ÜBUNGSMATERIAL —

╭──

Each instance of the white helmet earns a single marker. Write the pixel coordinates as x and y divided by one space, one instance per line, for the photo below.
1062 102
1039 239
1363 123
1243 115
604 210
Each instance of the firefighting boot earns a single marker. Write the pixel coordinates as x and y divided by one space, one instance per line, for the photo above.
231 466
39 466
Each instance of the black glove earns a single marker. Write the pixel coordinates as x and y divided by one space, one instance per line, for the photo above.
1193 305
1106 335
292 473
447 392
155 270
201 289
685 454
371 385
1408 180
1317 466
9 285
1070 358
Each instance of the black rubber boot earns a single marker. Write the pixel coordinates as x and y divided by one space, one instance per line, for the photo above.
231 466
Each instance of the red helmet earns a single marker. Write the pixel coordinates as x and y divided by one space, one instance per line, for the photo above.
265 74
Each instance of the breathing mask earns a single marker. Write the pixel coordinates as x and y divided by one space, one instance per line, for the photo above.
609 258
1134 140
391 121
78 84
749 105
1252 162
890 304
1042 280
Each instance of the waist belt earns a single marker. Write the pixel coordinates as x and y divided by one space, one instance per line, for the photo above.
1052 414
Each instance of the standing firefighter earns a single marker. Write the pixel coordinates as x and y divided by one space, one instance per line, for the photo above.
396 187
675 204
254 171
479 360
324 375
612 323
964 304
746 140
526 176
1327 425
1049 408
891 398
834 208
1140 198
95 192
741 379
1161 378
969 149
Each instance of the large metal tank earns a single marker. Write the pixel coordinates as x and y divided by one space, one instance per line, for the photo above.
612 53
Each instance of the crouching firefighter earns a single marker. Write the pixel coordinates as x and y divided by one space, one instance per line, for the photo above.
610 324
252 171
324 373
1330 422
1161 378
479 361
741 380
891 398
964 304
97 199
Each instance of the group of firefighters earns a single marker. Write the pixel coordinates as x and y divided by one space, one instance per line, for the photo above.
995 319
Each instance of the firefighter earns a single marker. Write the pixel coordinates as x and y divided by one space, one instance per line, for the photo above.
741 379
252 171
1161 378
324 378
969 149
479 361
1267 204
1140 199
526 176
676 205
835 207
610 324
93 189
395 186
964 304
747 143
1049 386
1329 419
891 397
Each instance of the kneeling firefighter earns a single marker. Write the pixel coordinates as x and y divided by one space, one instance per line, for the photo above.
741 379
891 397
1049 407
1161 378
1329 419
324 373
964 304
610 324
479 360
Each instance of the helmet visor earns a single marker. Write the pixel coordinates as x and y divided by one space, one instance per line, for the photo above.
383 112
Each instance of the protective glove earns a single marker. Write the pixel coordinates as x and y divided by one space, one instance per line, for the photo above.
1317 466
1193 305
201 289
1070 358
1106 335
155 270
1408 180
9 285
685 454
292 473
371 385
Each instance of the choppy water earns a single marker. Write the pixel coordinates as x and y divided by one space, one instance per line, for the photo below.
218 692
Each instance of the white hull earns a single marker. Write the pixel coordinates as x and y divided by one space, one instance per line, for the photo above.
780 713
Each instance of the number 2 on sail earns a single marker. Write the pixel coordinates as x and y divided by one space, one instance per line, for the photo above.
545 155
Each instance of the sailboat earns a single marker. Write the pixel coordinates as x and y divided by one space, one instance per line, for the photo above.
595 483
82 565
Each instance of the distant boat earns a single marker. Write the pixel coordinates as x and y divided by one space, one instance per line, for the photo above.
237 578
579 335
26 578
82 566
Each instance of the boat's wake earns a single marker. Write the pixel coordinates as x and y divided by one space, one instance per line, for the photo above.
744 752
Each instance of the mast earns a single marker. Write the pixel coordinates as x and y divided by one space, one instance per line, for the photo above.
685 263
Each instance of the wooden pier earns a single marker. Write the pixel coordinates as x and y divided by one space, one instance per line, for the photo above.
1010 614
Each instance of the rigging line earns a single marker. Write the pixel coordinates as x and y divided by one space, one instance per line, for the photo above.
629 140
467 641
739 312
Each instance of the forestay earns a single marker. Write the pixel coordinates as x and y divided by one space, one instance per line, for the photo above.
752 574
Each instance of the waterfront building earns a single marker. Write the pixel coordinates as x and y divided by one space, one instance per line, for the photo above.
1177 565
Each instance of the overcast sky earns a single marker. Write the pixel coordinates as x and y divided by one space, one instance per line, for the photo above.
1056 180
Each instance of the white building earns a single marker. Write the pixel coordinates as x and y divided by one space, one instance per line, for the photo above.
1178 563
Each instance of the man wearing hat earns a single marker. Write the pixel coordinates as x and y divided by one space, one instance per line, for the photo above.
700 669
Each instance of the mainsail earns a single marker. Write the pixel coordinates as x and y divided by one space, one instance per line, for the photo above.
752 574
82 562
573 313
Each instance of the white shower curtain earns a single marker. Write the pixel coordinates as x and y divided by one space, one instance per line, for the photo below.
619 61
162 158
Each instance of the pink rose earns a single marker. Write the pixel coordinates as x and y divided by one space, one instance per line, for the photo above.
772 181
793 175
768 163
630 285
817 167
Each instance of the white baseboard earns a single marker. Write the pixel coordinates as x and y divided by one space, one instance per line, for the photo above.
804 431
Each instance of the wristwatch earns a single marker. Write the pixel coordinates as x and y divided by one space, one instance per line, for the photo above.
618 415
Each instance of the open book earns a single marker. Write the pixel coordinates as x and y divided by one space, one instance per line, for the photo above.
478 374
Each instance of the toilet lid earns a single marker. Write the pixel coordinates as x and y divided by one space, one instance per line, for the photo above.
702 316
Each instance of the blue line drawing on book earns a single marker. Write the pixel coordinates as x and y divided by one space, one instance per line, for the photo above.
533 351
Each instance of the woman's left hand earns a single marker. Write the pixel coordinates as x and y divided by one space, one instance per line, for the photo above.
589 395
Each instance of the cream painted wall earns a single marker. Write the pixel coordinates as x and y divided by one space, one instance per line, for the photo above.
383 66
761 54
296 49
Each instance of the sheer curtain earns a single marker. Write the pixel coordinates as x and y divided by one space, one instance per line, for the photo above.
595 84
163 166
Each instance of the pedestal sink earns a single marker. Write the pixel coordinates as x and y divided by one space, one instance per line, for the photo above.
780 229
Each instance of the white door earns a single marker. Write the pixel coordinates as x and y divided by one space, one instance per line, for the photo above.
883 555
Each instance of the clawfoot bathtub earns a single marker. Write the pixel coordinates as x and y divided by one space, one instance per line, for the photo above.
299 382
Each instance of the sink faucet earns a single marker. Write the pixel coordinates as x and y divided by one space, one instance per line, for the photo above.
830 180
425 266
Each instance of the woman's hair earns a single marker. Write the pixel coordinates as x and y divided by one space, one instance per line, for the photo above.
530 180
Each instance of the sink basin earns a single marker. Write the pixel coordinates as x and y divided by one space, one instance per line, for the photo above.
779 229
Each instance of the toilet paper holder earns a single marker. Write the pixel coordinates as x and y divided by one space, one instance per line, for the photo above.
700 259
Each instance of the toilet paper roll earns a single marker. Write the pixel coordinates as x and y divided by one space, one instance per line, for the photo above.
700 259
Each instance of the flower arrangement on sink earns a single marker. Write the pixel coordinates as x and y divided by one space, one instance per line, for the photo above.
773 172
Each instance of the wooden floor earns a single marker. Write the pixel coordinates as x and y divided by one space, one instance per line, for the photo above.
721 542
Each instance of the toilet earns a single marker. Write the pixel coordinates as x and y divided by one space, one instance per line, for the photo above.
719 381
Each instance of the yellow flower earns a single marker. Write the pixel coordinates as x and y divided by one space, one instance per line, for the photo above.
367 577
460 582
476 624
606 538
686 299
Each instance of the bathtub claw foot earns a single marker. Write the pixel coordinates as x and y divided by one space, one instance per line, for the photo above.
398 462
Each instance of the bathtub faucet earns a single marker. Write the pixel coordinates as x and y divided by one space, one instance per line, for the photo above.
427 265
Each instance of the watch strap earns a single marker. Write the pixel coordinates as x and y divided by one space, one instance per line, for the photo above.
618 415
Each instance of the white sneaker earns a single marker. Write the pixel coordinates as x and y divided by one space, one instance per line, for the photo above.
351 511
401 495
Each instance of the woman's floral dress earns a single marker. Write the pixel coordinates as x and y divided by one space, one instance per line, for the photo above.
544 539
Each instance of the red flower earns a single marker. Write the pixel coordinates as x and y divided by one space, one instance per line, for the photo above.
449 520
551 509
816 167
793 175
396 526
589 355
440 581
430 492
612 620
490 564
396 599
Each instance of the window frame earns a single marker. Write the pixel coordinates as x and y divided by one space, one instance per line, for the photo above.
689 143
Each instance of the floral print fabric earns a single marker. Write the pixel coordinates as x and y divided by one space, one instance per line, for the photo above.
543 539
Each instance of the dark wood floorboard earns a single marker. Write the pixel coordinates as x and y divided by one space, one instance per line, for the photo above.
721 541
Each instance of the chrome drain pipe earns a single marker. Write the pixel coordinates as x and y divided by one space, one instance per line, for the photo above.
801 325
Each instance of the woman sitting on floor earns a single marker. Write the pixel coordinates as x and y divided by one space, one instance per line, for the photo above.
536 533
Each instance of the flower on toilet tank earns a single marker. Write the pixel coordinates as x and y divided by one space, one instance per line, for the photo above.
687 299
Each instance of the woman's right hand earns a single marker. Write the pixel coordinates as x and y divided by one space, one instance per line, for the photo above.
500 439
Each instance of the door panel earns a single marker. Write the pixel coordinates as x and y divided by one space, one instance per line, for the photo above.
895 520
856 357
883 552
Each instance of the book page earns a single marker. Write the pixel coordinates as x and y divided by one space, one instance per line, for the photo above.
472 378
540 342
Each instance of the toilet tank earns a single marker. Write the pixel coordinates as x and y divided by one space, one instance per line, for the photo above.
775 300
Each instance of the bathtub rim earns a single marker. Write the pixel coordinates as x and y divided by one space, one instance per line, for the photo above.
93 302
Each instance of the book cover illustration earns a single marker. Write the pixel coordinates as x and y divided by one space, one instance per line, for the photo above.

╰──

GESTELLTE AUFGABE —
Geben Sie die Zeilen oben wörtlich wieder. Beginnen Sie mit der Zeile, die „Each instance of the woman's right“ enthält, und enden Sie mit der letzten Zeile.

SCHRIFTLICHE ANTWORT —
Each instance of the woman's right hand earns a single marker. Write the pixel coordinates as x and y divided by one space, one instance per line, for the photo above.
500 439
Each instance of the door panel earns a single marker. Write the pixel coordinates as x and y divided by one space, one instance per line, for the photo above.
895 520
856 357
883 552
Each instance of the book page earns a single marker. Write the pixel coordinates as x and y divided by one space, one instance per line, for the photo above.
472 378
540 342
Each instance of the toilet tank earns a single marker. Write the pixel coordinates as x and y divided by one space, one instance per line, for the photo above.
775 300
Each instance of the bathtub rim earns a single marker. Write the pixel coordinates as x and y divided by one space, one instance per line, for the photo above.
93 302
Each instance of the book cover illustration earns a single marker. Write the pixel coordinates as x and y divided by one space, one instance per line, for the photo above.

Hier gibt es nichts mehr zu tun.